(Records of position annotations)
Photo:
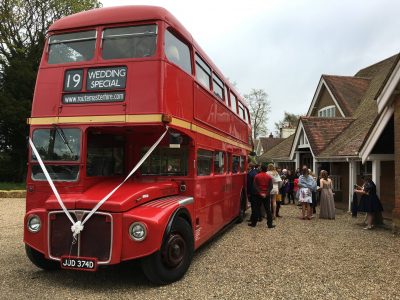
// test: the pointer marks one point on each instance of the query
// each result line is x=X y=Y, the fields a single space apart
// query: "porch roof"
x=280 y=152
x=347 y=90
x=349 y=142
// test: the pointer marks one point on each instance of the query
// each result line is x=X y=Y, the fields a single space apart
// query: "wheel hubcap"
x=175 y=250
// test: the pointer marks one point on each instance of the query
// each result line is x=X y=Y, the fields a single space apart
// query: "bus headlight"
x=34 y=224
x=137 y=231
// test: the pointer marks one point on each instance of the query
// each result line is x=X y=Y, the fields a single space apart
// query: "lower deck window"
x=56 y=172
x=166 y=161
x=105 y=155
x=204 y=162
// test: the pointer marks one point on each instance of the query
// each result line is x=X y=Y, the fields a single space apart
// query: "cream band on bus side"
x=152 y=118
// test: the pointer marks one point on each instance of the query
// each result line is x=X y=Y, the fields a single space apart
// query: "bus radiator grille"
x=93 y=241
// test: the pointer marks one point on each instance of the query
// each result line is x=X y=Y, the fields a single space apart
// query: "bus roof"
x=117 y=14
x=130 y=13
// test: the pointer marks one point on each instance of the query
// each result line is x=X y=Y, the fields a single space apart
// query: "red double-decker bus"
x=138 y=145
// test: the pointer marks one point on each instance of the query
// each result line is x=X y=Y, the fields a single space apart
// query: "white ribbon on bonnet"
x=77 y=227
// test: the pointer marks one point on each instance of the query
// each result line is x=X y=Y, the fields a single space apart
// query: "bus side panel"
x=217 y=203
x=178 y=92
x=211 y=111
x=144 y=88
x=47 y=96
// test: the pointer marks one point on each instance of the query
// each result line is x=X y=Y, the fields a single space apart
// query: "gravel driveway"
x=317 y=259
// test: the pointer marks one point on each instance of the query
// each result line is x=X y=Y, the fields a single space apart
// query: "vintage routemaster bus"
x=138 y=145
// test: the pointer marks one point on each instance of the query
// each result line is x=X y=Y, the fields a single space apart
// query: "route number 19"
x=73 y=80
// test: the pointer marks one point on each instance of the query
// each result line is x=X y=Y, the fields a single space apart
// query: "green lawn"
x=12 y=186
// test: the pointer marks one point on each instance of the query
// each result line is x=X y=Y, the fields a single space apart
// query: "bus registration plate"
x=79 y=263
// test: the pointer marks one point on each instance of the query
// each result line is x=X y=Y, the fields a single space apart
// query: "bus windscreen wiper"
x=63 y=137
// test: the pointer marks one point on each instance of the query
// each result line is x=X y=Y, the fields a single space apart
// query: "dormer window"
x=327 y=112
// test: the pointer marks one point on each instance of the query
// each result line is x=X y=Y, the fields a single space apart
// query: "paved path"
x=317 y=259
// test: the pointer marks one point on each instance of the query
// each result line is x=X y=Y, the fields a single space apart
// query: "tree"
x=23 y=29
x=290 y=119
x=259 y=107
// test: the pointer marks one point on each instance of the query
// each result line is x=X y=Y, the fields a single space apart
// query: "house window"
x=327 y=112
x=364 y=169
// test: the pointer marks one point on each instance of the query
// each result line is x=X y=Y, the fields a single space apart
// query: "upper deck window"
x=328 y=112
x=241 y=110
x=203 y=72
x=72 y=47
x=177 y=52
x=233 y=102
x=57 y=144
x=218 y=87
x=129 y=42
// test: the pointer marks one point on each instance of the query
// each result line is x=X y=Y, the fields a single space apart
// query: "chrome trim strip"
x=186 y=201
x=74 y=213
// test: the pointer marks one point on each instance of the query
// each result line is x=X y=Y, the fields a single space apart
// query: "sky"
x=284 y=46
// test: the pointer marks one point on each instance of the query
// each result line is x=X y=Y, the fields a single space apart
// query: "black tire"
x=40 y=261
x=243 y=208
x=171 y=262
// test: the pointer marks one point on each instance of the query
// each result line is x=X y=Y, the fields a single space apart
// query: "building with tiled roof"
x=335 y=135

**TO DO:** Please write out the lines again, from the very first one through the line containing "x=137 y=231", requests included, with every x and y coordinate in the answers multiplied by 1.8 and rounded to a whole number (halves go up). Leave the pictures out.

**RESULT FOR THIS TASK:**
Photo:
// test: the pointer marks one point on each instance of the query
// each result line is x=X y=Y, the fields a single space apart
// query: "porch roof"
x=504 y=274
x=625 y=162
x=628 y=256
// test: the pointer marks one point on each instance of the query
// each result line is x=X y=Y, the fields a single space apart
// query: "wheel hubcap"
x=315 y=450
// test: the pointer marks one point on each instance of the query
// each result line is x=X y=Y, the fields a single space apart
// query: "bus headlight"
x=61 y=403
x=247 y=416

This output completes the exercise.